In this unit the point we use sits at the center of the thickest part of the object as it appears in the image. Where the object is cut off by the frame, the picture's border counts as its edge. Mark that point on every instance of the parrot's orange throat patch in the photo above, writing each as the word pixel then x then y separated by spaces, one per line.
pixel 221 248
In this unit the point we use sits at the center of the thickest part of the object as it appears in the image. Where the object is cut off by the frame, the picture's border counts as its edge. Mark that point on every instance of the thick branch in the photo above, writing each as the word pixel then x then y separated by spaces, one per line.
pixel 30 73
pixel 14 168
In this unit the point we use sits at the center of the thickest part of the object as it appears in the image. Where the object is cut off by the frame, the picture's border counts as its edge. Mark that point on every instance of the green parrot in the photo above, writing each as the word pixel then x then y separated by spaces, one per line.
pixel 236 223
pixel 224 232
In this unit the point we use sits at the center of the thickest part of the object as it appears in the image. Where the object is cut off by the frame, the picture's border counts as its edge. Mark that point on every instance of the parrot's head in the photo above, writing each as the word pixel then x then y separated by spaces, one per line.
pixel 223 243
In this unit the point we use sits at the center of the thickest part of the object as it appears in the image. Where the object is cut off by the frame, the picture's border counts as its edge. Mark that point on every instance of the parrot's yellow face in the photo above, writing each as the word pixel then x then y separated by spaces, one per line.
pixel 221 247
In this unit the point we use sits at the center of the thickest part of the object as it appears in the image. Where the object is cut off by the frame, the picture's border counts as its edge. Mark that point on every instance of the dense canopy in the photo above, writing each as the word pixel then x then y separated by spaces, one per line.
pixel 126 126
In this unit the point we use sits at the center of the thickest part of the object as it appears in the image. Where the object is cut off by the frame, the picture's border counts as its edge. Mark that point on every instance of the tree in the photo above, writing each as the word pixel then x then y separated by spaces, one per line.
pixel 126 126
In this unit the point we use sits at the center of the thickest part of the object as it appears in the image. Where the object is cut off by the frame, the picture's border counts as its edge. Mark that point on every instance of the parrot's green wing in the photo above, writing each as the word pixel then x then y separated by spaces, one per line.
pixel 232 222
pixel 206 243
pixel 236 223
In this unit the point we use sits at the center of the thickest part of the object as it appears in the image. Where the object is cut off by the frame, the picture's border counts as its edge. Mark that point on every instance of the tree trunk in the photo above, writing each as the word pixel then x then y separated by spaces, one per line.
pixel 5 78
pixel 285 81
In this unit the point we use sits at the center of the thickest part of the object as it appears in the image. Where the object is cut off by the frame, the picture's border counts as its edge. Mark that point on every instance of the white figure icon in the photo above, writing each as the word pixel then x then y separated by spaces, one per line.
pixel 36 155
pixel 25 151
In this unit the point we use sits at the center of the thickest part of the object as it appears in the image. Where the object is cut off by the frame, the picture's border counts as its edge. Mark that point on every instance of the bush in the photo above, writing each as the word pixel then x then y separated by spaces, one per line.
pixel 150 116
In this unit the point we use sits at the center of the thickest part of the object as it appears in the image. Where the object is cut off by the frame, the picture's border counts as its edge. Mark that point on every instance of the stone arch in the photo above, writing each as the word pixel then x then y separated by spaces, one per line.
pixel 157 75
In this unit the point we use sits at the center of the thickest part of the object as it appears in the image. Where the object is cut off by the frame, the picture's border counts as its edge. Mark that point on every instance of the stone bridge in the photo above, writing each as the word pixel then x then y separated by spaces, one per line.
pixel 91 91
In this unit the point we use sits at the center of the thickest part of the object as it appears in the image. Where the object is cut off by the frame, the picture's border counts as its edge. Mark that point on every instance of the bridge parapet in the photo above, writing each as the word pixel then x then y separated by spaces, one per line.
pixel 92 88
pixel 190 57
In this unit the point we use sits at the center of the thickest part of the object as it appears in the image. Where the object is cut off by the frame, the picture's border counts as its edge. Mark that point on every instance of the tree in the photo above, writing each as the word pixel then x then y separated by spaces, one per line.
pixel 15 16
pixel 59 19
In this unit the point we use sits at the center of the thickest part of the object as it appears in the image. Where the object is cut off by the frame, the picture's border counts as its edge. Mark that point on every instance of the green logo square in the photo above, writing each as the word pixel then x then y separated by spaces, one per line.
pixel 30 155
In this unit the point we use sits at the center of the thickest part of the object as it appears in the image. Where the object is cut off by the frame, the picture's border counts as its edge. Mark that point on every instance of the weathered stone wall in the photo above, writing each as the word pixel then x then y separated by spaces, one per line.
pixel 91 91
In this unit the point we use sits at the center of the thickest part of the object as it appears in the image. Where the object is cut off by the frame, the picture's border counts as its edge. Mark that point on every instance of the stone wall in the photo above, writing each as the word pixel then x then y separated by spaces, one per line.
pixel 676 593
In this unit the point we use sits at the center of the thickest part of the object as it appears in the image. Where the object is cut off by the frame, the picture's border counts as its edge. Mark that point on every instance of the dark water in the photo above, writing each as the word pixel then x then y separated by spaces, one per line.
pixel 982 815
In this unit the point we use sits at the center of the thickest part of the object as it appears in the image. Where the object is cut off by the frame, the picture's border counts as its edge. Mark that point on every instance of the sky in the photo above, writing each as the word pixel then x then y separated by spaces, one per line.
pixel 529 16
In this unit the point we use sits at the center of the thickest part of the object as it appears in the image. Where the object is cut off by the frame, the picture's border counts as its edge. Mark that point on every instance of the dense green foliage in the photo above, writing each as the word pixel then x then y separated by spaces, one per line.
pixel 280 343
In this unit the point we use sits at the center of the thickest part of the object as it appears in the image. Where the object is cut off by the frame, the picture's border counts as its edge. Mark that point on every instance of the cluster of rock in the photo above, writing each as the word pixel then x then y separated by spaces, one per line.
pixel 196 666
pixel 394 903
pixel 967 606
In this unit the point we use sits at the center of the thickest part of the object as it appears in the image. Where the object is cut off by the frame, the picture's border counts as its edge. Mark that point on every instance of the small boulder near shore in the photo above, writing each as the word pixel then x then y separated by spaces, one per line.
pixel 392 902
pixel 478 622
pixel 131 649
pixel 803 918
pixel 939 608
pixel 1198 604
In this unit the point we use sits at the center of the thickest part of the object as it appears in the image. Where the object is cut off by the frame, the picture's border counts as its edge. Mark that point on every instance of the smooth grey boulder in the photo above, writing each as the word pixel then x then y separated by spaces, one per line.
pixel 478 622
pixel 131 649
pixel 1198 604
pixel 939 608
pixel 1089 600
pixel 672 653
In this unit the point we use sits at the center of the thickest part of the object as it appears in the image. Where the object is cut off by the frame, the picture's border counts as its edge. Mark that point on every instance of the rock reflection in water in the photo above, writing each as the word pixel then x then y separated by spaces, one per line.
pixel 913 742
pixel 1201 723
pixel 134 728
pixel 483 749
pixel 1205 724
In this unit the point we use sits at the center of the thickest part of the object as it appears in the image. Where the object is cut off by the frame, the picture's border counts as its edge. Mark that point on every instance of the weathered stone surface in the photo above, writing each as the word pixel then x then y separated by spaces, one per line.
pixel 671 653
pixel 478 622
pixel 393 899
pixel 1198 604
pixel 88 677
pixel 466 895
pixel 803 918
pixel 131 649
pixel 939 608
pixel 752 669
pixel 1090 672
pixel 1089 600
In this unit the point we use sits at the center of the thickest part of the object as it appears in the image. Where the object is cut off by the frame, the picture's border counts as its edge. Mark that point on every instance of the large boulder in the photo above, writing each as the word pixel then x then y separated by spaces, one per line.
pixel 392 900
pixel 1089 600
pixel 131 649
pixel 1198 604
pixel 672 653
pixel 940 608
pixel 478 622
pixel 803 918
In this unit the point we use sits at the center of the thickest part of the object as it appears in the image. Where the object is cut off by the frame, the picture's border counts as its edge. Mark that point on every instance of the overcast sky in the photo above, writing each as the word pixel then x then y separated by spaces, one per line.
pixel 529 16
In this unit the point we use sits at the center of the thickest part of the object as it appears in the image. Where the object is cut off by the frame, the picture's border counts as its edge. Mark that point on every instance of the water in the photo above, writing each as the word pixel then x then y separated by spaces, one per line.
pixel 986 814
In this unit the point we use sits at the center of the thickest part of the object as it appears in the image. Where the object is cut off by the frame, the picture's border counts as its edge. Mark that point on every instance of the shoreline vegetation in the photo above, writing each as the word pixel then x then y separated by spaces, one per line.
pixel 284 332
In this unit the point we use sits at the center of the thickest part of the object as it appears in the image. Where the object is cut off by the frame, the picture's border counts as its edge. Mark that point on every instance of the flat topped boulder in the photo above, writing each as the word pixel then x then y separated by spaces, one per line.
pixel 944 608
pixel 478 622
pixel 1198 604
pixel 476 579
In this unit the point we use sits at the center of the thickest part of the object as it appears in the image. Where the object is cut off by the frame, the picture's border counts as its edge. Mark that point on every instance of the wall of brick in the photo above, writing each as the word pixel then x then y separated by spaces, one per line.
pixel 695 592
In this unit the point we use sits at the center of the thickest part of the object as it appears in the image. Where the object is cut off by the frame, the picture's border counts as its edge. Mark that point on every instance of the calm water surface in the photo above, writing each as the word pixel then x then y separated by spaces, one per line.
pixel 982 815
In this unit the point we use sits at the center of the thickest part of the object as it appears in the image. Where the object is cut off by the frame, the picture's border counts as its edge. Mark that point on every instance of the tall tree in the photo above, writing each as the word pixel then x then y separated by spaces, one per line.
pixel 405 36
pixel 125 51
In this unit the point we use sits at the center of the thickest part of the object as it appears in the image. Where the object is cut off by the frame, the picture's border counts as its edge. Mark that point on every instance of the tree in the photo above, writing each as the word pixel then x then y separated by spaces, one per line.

_ _ _

## Exercise task
Copy the lines above, from the one containing "of the bridge" through the one containing "pixel 190 57", with both of those lines included.

## Problem solution
In this unit the point we use sits at the center of the thickest part of the object as it appears in the image. Where the object is cut off by the frame, the picture's border counts as its edge. Mark that point on every instance of the bridge parapet in the photo above, writing each as the word pixel then x then y separated by spaces, one per line.
pixel 92 88
pixel 190 57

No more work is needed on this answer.